[Exercise instructions] From the post on global warming denial below, write out the passage starting at "Here, a pro-business" and ending at "sky, you see.)".

[Selected excerpt]
BEGIN

Sunday, November 23, 2008

LOOK AT IT THIS WAY YOU CAN DRIVE OR SWIM IN WATER A FEW YEARS FROM NOW WORLDWIDE.

Amidst record summer temperatures and extreme winter weather patterns that are devastating crops in the U.S. and around the world, the business community in the United States continues to argue there's no need to do anything about global warming or CO2 emissions. This attitude of sheer denial, which is supported by chambers of commerce, the Bush Administration and most large corporations, is so blatantly shortsighted and foolhardy that it was just begging for a CounterThink cartoon.
Here, a pro-business pollution defender is testifying before some sort of "official" panel (which was left intentionally vague) about why we all need to pollute MORE, not less. His reasoning? If we keep polluting the air, nobody will be able to notice the climate change. (Because the smog will block out the sky, you see.)

END

Photo-based referring expression records:
BEGIN

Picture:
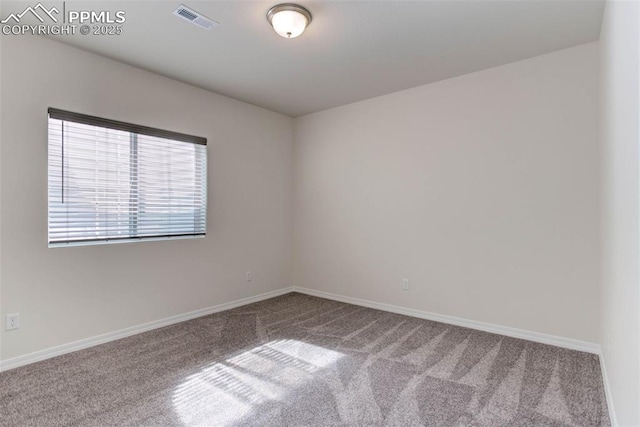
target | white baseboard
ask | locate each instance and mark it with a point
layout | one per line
(48, 353)
(607, 391)
(458, 321)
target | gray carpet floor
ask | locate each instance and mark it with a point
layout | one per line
(297, 360)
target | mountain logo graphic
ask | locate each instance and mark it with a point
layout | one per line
(34, 11)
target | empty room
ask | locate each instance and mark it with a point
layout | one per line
(321, 213)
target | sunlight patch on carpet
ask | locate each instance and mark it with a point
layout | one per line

END

[Solution]
Here, a pro-business pollution defender is testifying before some sort of "official" panel (which was left intentionally vague) about why we all need to pollute MORE, not less. His reasoning? If we keep polluting the air, nobody will be able to notice the climate change. (Because the smog will block out the sky, you see.)